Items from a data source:
..............................

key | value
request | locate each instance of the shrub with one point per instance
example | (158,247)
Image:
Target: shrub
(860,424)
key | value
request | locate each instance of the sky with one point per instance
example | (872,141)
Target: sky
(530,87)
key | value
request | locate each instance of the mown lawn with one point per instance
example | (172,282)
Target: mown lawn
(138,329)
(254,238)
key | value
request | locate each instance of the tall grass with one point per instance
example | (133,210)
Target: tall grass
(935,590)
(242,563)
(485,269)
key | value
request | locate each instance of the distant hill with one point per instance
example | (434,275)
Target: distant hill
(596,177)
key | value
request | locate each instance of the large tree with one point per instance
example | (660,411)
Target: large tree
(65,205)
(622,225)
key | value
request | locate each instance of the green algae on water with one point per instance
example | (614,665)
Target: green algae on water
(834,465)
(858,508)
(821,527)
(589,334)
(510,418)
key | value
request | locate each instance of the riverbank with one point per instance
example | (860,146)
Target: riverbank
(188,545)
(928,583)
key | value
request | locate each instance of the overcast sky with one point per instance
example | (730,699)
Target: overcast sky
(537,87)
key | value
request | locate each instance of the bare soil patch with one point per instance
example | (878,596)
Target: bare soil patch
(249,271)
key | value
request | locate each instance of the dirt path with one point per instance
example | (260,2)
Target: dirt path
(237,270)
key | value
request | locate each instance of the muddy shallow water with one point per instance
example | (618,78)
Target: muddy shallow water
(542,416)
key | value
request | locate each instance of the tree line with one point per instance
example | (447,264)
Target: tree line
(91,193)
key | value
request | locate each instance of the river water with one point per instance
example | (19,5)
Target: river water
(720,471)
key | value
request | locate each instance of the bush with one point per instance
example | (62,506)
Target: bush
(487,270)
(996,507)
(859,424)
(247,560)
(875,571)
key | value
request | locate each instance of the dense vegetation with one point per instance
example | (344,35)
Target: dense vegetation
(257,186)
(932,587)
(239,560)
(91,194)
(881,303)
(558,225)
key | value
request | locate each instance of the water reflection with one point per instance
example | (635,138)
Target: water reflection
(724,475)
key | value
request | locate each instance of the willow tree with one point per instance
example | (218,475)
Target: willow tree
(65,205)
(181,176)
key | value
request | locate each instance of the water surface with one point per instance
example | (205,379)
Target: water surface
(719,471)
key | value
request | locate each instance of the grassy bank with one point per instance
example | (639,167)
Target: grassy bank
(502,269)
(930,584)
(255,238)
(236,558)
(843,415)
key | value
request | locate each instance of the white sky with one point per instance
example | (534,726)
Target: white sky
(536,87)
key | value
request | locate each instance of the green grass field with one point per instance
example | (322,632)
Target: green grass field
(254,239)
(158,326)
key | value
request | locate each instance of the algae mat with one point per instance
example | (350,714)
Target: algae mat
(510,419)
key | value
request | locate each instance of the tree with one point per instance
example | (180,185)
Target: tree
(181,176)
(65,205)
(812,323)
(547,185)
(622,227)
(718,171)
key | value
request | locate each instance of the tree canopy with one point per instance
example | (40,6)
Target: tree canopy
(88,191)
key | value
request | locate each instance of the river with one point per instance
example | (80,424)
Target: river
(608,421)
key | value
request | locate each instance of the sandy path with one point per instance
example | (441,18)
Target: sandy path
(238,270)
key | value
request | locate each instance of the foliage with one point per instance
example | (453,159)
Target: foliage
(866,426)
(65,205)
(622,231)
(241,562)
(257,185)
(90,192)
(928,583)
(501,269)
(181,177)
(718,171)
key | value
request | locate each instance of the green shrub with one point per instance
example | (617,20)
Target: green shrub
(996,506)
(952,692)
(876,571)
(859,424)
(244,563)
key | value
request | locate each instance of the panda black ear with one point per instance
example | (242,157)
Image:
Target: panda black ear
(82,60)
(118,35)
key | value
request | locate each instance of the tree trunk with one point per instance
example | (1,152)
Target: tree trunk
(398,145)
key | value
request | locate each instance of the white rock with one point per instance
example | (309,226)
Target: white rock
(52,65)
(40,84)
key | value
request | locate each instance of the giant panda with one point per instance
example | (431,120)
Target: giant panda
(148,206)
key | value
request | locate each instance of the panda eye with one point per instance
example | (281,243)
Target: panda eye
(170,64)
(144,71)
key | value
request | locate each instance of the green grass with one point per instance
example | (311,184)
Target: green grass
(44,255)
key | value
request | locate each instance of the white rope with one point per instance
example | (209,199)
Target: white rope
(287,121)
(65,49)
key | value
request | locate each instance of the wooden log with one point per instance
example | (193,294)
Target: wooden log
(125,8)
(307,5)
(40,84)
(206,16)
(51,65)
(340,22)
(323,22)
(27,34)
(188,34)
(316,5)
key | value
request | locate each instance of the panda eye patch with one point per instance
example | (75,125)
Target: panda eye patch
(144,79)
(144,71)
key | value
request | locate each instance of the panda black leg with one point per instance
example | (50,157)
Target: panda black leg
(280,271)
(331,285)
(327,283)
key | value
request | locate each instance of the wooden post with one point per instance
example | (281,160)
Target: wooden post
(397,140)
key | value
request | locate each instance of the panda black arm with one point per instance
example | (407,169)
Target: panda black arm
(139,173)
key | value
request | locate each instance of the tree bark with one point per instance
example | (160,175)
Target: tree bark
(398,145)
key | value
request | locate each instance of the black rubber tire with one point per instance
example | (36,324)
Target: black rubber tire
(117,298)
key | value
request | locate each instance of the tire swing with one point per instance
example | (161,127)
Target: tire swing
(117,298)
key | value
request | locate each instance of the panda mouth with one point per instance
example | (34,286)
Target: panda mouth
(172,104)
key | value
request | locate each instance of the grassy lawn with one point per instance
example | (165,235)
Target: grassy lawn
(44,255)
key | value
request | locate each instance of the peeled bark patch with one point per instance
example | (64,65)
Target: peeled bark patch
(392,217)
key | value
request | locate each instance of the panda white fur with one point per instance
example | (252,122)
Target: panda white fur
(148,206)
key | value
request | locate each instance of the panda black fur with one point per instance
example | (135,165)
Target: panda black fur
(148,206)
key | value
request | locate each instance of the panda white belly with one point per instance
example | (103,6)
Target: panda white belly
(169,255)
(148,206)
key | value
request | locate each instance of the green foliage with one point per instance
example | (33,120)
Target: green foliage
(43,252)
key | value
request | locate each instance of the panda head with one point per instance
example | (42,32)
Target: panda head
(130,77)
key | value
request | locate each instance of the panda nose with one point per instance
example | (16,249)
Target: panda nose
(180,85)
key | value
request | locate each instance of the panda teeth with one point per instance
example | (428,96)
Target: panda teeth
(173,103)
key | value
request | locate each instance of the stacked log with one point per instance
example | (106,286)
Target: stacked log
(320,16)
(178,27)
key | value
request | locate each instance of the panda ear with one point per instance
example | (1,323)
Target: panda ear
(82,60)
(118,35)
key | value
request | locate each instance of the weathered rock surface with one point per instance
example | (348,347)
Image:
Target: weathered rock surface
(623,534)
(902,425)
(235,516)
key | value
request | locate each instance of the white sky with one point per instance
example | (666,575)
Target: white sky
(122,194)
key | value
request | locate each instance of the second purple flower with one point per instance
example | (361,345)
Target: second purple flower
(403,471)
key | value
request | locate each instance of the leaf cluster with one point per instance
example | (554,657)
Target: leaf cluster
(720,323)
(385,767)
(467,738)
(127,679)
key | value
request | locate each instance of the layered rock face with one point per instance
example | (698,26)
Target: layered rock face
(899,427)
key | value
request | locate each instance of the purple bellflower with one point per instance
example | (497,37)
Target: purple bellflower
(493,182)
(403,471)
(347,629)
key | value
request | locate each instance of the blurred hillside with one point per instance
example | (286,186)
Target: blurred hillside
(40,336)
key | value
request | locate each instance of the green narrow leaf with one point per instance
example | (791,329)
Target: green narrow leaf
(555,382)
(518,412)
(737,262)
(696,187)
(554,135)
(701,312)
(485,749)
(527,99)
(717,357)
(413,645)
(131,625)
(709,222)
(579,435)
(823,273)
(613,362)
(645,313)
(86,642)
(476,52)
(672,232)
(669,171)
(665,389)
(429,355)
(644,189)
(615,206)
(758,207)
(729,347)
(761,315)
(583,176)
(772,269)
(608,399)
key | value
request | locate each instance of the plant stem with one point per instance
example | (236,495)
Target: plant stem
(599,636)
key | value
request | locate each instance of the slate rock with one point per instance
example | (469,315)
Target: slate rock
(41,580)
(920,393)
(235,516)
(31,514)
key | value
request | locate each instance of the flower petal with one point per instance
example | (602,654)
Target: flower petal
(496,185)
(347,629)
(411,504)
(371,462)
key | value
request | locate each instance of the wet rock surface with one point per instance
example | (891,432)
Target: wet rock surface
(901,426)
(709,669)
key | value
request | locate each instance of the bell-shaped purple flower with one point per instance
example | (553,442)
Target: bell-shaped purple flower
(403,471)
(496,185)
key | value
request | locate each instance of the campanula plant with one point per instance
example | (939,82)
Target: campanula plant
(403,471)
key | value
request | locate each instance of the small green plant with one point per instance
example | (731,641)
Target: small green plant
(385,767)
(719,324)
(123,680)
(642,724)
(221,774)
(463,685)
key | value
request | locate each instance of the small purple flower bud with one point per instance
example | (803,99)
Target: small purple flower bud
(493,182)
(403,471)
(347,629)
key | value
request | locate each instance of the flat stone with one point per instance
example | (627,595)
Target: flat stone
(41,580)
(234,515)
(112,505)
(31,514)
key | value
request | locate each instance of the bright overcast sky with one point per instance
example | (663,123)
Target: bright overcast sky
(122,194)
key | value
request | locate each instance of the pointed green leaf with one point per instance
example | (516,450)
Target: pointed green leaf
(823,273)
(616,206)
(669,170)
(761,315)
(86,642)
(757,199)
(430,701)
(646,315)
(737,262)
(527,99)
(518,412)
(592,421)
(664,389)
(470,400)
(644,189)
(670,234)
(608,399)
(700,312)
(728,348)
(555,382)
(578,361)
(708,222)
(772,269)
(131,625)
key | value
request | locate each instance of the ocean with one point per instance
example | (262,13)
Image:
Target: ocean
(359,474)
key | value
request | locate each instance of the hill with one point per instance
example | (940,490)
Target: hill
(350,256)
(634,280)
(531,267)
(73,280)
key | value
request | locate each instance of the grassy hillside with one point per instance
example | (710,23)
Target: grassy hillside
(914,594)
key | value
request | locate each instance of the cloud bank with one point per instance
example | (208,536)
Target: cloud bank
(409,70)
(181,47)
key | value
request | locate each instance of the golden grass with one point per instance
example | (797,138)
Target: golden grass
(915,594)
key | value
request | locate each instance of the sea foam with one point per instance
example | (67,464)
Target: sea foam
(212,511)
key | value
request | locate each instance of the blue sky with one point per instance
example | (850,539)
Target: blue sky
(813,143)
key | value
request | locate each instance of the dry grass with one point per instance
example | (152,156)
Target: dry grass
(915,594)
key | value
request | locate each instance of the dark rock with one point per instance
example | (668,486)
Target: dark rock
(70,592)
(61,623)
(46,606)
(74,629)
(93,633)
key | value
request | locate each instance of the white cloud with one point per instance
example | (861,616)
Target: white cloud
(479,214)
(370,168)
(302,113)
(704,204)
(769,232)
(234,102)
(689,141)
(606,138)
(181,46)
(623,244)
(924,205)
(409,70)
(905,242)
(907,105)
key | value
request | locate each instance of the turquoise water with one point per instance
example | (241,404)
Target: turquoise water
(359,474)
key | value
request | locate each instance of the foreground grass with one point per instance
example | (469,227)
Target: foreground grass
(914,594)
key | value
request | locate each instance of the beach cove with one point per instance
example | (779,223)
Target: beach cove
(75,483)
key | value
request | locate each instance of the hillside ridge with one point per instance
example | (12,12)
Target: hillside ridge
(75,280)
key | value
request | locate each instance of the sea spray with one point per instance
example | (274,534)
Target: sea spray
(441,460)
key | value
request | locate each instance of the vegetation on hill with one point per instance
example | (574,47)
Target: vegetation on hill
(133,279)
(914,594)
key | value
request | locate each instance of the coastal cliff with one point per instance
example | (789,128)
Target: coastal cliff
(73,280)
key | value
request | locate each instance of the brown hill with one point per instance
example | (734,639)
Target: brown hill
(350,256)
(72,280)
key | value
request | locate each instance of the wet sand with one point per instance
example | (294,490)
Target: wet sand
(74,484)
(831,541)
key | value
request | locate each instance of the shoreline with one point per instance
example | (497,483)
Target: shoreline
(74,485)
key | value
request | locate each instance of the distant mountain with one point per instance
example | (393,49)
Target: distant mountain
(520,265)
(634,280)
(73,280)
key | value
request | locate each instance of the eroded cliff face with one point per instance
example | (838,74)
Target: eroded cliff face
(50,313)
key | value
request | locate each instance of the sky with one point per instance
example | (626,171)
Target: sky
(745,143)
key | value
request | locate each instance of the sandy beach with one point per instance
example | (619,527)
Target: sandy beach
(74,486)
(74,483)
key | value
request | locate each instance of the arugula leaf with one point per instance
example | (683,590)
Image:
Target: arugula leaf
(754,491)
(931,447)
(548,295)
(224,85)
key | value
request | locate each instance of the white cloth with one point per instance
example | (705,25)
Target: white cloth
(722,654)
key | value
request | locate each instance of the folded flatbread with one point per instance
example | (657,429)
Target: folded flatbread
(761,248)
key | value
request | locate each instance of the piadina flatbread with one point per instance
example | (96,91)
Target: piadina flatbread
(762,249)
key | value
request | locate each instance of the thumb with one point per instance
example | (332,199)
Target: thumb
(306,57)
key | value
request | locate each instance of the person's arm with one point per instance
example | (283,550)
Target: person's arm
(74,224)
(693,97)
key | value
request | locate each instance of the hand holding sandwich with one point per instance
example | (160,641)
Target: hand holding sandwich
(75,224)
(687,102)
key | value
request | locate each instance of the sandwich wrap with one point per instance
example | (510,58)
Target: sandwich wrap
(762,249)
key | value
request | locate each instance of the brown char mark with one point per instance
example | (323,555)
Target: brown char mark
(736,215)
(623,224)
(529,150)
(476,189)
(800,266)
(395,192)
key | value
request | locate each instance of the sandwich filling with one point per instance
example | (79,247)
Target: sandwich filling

..............................

**EXERCISE BRIEF:**
From the entries above, restate word for word the lines from the line containing "Target: panda white fur" to the line containing "example | (497,37)", both ends included, and nothing more.

**ANSWER TO THIS EXERCISE:**
Target: panda white fur
(148,206)
key | value
request | locate each instance of the panda black fur with one point per instance
example | (135,165)
Target: panda black fur
(148,206)
key | value
request | locate each instance of the panda white belly with one point per instance
example | (103,6)
Target: panda white belly
(169,255)
(148,206)
key | value
request | locate each instance of the green foliage with one point per instance
example | (33,120)
Target: green foliage
(43,252)
key | value
request | locate each instance of the panda head with one point per instance
example | (42,32)
Target: panda head
(130,77)
key | value
request | locate each instance of the panda nose with one point per instance
example | (16,249)
Target: panda nose
(180,85)
key | value
request | locate each instance of the panda teeth with one point per instance
example | (428,96)
Target: panda teeth
(173,103)
key | value
request | locate each instance of the stacked log with one point per instance
example | (106,286)
Target: stacked log
(320,16)
(178,27)
key | value
request | locate each instance of the panda ear with one point per instance
example | (1,323)
Target: panda ear
(82,60)
(118,35)
key | value
request | locate each instance of the weathered rock surface with one point per instance
example | (348,347)
Image:
Target: weathered rock surface
(623,534)
(902,425)
(235,516)
key | value
request | locate each instance of the white sky with one point per instance
example | (666,575)
Target: white sky
(122,194)
key | value
request | locate each instance of the second purple flower with one point per instance
example | (361,345)
Target: second purple flower
(403,471)
key | value
request | locate each instance of the leaf cluster with one point per instance
example | (554,657)
Target: leaf cluster
(720,323)
(385,767)
(467,738)
(127,679)
key | value
request | locate each instance of the layered rock face with one point per instance
example | (698,26)
Target: layered rock face
(899,427)
key | value
request | locate each instance of the purple bellflower with one point per instance
example | (497,37)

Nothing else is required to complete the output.